▶ [Текст упражнения]
Потом это прошло. Потом стало ясно, что за пределами анекдота может быть лишь следующий анекдот, а за одной историей — другая, желательно не менее законченная. Возможно, избавление от этой детской дотошности произошло потому, что хронологически почти совпало с известием (а это было именно известие, — шестилетнему тогда автору сообщил об этом его дед на дачной прогулке, — а он возьми и поверь) о том, что все, рано или поздно, умрут, и даже, как это ни прискорбно, он — шестилетний слушатель. Надо сказать, что дед вскоре добросовестно подтвердил сказанное собственным уходом, — как тут было не поверить? После этого происшествия «истории с продолжением» отчасти потеряли свою актуальность. А желание взглянуть за границы повествования отзывались легким, но вполне отчетливым испугом: стоит ли? Зачем лезть в ту область, где последняя фраза рифмуется с сообщением любимого и покойного родственника, конец текста с дедовой фотографией с черно-красной лентой. Все это не так темно, как может показаться на первый взгляд. Позднее автор имел неоднократную возможность проверить, что возвращение к уже отработанным сюжетам жизни не приносит ничего, кроме разочарований и скуки. Истории, книги и жизни желательно заканчивать вовремя, то есть в точке наивысшего к ним внимания и интереса. Нелеп тот рассказчик, что продолжает тянуть свою повесть, когда вокруг уже начались осыпи — переглядки, потом смешки, — кто-то уже вышел в другую комнату. Грустна жизнь, перешедшая пределы собственной судьбы.
Обо всем этом можно было бы лишний раз и не говорить, если б на свете существовало достаточное количество идеально законченных жизней. К сожалению или к счастью, мы имеем дело с куда большим количеством вполне законченных книг.
За типографской точкой сплошь и рядом следует запятая расширенных комментариев, сносок, старческого брюзжания и раздражения — всего того, что часто сопровождает выпуск книжки, населенной еще недавно действовавшими (а в некоторых случаях и продолжающими действовать) персонажами. Финальная фраза далеко не всегда совпадает с последним вздохом. Тут ничего не поделаешь (точнее, не попишешь).
А потому еще несколько слов.
Когда-то, казалось, это никуда не уйдет: сиреневая, лиловатая седина, покер, привычное сочетание имен — Вероника, Нина, Ирина, полоса света из комнаты. Я недолго застал все это, очень недолго, воспринимая привычным, неотменимым фоном. Потом этот фон стал, выцветать, лилово-сиреневое вытеснялось серо-защитными тонами времени. Остался лишь субботний маршрут от Тверской — переулками — до Южинского, — никогда не закрываемая дверь на втором этаже.
— Кто это? — в своей полурыдающей тональности спрашивала Раневская отца. Он отвечал.

▶ [Предоставленные записи]

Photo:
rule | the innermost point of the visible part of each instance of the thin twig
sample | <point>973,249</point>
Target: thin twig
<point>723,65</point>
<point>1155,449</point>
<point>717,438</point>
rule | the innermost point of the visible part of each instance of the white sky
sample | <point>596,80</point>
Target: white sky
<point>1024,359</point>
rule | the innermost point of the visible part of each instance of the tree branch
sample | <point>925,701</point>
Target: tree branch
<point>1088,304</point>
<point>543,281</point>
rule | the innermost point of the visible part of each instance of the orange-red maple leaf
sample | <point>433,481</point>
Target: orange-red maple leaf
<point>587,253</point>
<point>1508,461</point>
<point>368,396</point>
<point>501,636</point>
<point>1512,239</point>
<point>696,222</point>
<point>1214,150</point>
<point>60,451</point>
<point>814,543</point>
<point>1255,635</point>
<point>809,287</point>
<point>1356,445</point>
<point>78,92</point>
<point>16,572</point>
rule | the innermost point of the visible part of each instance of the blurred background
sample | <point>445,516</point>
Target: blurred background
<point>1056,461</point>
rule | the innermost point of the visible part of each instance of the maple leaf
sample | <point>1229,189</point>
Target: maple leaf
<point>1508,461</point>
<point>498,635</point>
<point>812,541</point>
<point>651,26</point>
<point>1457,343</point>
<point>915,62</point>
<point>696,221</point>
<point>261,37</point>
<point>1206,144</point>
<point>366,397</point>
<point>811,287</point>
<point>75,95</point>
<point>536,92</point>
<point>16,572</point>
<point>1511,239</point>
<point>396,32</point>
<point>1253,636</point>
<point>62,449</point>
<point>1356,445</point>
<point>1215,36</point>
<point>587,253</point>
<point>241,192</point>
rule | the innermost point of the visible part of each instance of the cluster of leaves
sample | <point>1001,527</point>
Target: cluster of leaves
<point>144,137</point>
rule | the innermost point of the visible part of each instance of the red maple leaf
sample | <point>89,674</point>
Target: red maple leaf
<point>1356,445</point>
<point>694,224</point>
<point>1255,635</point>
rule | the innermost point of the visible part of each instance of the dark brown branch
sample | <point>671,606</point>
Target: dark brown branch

▶ [Условие задания]
Допишите следующую часть отрывка воспоминаний, продолжив его сразу после фразы «Он отвечал.». Записи — отдельный материал, к отрывку воспоминаний они не относятся.

▶ [Ответ к заданию]
— Ты один?
— С сыном, Фуфочка.
Сын был стеснителен и неразговорчив. Временами до неучтивости.
— Что тебе подарить на день рождения? — спрашивала его Раневская, приводя в такой ступор, что выход из него оборачивался довольно неуместной говорливостью.
— Что? Да вроде все есть… Вот велосипед…
Зависала ужасная пауза — было видно, как глаза Раневской темнеют, темнеют, гаснут.
— Ну, велосипед, мой милый, я тебе подарить пока не могу.
И как потом хотелось «исправиться», объяснить, почему выговарилась эта велосипедная галиматья.
— Погладьте моего Мальчика, видите, как он смотрит на вас.
Гуляние с лупоглазым, почти совершенно слепым псом Мальчиком на Патриарших. Ряды скамеечных сидельцев — в основном старух, синхронно поворачивавших головы вслед. Одна из них, собравшись С духом, обратилась в такой интересной редакции:
— Извините за скромность, вы Раневская?
— Нет, я зубной врач, — не мешкая ни секунды, ответила Фаина Георгиевна.
— Благодарю, — сказала скромница, но разговор не прекращался. Речь зашла о возрасте. Старушка рассыпалась в сомнительных комплиментах.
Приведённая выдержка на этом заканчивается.